WHAT IS REQUIRED: Extract all lines in the data that contain the word "surface".

STUDY MATERIAL:

::::::::

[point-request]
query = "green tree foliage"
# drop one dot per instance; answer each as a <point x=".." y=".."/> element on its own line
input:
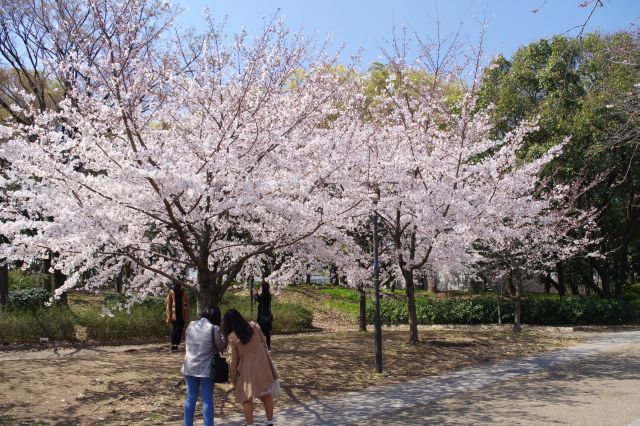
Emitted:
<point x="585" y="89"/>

::::::::

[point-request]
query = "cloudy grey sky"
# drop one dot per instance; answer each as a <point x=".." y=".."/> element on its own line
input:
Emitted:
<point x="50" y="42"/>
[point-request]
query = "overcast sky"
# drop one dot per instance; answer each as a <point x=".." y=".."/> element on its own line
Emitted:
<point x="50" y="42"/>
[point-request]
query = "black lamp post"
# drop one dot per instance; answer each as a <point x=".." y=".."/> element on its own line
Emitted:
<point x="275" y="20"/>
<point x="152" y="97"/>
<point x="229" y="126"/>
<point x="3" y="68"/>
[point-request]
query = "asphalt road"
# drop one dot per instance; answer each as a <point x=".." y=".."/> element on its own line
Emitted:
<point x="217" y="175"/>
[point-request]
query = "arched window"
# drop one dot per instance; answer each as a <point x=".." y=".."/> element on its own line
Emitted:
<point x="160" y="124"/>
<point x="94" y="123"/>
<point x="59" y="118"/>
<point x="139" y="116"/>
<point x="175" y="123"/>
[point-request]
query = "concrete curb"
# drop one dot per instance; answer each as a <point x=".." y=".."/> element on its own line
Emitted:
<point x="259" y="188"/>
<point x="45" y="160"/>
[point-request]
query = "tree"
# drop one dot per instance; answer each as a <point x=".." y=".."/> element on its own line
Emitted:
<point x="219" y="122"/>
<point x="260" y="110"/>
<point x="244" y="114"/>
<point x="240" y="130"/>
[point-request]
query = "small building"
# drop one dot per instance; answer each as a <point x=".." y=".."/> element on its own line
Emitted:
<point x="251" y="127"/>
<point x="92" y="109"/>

::::::::

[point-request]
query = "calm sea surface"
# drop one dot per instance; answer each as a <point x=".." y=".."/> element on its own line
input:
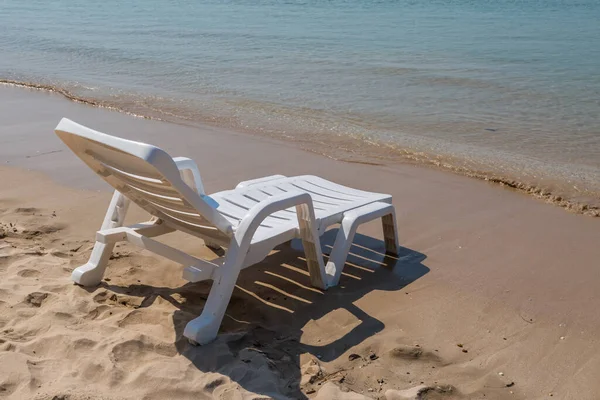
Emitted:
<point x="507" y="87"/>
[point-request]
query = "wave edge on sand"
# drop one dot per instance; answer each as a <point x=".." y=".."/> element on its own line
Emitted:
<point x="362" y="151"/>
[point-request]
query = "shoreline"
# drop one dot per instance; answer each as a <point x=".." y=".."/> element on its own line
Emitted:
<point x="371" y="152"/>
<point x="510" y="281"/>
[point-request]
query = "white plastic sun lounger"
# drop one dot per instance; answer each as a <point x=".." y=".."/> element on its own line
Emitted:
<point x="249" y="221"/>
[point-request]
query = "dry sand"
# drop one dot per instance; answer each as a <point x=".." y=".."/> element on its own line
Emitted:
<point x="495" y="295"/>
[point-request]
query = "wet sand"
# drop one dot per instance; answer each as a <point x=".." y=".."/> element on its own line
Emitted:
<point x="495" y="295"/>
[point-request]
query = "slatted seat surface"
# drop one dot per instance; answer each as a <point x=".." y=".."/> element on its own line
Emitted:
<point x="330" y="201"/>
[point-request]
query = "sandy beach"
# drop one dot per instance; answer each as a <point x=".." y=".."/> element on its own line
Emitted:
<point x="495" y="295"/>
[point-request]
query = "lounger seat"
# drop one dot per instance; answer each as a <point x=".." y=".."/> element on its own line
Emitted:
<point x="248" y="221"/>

::::::::

ANSWER TO THIS PROBLEM:
query = "calm sea surface"
query = "slatted seat surface"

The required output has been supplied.